* [Items listed in a dataset]:
• • • •
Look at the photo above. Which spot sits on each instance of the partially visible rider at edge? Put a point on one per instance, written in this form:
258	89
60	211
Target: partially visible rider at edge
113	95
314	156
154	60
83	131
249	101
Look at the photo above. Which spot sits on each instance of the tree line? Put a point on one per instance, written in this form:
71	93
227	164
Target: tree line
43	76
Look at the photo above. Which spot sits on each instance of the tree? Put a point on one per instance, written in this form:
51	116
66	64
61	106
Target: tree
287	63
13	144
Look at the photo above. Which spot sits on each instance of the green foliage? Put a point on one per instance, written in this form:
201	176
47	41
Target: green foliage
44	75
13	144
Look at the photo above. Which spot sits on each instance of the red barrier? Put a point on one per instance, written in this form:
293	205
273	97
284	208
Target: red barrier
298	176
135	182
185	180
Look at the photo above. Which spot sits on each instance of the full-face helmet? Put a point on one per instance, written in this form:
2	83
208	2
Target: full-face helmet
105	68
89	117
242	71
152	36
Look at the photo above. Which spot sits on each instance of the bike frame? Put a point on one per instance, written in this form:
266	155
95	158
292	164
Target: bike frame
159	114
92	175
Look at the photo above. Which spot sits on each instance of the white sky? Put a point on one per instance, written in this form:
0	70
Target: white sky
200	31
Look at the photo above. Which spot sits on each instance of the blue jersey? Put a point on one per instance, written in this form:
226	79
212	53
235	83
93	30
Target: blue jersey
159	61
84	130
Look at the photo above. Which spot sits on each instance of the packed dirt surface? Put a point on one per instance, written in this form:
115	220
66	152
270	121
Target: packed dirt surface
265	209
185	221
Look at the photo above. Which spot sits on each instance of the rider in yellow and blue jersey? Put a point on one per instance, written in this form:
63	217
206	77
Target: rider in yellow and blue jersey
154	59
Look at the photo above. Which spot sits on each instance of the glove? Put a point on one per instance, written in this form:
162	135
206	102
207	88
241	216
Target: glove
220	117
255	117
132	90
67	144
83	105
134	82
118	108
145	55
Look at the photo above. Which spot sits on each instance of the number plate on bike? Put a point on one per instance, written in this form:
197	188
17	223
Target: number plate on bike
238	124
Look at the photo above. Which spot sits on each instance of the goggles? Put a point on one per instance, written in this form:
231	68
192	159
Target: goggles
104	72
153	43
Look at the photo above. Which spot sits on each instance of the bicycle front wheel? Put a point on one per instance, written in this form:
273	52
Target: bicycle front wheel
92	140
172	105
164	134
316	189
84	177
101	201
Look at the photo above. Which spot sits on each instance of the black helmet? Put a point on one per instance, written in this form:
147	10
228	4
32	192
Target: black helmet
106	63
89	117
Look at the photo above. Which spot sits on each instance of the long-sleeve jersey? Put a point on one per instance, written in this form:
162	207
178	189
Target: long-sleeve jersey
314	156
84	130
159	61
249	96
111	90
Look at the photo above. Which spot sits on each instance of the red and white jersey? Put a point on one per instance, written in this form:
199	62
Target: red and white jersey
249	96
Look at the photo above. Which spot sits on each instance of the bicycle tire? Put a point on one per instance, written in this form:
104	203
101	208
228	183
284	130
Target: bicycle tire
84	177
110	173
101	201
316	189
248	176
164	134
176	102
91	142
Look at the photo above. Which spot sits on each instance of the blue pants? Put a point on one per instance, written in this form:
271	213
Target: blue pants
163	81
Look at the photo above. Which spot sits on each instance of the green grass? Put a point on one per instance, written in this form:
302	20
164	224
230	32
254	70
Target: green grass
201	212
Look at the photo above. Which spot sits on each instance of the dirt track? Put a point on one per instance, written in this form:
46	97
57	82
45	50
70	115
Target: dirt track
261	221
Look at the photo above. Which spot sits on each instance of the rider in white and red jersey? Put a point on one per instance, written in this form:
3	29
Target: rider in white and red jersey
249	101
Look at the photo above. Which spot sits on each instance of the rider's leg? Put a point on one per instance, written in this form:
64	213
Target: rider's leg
• • • •
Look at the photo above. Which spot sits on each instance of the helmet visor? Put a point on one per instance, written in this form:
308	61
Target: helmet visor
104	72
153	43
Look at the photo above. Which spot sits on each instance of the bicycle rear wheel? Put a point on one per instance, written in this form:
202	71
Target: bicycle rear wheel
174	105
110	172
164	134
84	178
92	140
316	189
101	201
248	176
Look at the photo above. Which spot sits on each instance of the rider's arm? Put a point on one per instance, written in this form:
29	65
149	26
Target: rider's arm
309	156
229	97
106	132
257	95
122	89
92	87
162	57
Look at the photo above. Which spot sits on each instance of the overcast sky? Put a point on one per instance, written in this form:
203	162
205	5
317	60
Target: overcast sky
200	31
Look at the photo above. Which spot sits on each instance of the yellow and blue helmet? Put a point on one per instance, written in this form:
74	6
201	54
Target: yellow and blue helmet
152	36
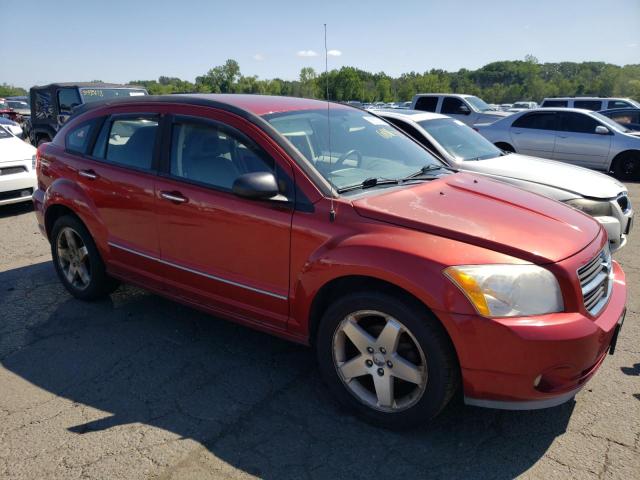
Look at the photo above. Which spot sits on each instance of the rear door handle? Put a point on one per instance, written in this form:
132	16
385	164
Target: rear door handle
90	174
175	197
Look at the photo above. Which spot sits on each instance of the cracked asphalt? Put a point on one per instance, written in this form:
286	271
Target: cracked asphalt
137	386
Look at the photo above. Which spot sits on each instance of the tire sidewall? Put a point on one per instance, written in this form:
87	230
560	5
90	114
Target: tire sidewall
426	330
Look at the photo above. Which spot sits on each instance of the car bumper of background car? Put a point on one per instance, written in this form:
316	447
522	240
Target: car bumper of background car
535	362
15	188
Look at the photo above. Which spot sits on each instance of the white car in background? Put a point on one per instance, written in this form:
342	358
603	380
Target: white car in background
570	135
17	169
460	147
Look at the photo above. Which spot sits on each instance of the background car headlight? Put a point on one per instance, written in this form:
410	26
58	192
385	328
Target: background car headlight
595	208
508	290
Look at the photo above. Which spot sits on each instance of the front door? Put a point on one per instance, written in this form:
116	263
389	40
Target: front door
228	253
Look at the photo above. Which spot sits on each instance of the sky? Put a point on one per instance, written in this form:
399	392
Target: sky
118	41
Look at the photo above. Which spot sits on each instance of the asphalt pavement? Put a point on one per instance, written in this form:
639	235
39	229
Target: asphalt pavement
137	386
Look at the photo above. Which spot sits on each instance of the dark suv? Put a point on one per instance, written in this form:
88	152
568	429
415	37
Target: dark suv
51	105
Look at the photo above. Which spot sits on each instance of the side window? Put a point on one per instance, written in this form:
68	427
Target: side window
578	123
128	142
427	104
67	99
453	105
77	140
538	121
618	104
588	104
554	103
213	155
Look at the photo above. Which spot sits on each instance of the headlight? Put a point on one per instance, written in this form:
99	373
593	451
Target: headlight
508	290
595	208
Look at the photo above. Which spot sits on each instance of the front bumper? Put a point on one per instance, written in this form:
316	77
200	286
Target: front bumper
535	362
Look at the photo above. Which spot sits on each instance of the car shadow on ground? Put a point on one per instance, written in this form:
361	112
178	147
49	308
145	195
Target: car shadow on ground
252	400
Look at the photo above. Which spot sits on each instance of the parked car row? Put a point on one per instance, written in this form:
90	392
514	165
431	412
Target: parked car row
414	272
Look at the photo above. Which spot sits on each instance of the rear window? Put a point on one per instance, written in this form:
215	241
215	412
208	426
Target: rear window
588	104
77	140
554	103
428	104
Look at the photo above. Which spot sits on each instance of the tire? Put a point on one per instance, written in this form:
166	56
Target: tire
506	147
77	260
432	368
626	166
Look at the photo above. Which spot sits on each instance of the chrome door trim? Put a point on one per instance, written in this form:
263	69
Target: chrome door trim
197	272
• • • •
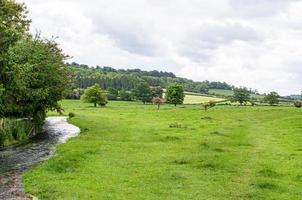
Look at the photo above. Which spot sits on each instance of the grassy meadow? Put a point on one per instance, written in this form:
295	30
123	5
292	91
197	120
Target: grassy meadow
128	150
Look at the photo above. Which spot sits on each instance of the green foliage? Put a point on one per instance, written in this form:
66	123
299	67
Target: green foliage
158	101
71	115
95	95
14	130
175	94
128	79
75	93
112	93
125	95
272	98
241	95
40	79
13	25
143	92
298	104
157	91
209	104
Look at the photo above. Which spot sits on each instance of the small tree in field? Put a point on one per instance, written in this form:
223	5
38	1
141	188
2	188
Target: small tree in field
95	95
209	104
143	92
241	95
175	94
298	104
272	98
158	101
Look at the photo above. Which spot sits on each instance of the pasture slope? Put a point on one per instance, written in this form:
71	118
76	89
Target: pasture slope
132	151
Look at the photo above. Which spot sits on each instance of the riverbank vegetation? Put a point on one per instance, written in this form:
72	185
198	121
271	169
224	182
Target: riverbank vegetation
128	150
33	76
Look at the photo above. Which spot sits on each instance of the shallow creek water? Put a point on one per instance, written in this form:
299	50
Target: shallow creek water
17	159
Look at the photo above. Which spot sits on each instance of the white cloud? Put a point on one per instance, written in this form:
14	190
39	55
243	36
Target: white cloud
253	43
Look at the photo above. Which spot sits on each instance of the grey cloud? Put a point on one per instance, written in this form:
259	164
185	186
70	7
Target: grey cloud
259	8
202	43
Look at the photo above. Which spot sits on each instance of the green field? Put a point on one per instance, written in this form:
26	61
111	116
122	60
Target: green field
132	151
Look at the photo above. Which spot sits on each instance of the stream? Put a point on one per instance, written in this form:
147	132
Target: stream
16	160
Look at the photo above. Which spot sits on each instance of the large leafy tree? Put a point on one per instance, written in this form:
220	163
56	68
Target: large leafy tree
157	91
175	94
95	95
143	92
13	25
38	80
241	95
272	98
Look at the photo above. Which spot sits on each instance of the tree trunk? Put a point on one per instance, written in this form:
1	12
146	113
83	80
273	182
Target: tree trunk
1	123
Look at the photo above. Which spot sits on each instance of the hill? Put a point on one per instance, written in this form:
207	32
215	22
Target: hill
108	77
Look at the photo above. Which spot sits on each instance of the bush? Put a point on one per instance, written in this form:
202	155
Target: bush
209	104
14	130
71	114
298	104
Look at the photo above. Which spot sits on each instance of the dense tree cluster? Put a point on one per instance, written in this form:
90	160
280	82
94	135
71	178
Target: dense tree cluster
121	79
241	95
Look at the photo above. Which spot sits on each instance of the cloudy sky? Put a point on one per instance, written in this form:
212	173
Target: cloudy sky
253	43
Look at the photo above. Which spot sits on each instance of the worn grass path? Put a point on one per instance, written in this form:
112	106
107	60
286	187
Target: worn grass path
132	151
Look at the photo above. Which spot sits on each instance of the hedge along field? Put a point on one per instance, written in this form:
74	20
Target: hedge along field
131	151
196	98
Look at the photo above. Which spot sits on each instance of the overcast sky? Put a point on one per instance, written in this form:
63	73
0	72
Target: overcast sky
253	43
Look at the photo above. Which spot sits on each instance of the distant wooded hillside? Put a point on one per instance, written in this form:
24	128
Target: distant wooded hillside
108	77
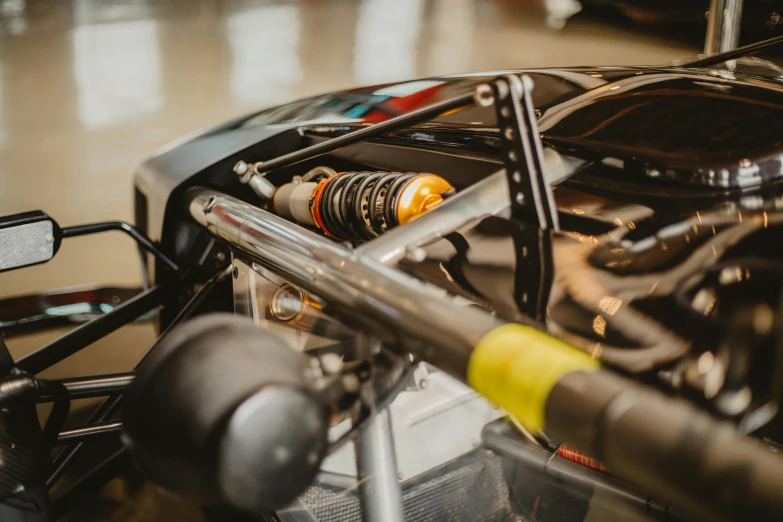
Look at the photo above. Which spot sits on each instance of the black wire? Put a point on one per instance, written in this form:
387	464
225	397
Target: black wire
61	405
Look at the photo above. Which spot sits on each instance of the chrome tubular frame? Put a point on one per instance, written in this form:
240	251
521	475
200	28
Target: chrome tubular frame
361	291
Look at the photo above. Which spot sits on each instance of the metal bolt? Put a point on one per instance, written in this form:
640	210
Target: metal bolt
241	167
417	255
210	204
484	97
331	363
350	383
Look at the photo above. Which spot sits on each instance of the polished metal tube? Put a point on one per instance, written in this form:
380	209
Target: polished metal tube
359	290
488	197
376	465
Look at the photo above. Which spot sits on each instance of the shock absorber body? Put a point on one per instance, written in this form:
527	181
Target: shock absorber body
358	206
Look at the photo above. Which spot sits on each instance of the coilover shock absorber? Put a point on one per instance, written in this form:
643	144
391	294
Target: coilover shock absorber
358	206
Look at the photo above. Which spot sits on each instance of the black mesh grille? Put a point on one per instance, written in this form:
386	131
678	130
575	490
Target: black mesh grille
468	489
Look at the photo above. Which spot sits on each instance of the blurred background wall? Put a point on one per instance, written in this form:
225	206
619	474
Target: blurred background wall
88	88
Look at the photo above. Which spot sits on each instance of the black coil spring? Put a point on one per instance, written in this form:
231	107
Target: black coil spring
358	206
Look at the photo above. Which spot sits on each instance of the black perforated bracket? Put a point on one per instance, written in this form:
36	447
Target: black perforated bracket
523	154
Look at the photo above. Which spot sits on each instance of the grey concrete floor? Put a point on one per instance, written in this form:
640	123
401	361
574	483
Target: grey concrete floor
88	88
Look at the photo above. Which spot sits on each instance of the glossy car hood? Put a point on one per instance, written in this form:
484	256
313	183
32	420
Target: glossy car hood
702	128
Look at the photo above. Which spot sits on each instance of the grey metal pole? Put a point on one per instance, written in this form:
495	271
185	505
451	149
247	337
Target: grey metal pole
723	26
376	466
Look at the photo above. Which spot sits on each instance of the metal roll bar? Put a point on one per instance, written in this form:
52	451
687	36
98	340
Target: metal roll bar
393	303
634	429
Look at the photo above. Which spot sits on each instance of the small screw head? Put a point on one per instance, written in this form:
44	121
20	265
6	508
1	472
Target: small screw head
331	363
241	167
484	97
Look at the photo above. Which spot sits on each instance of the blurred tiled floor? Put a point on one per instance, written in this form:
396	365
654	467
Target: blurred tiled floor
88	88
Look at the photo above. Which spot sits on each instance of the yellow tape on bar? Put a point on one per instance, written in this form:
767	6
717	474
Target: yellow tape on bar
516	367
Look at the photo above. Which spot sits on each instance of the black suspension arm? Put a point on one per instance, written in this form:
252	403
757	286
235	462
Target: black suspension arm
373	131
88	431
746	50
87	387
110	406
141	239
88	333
• • • •
* [Goal]:
Return every line of the records that contains the string "hillside", keeping in mind that case matters.

* [Right answer]:
Look at the photo above. Which spot sits on each instance of the distant wooded hillside? Put a point on one per instance, written in this form:
Target: distant wooded hillside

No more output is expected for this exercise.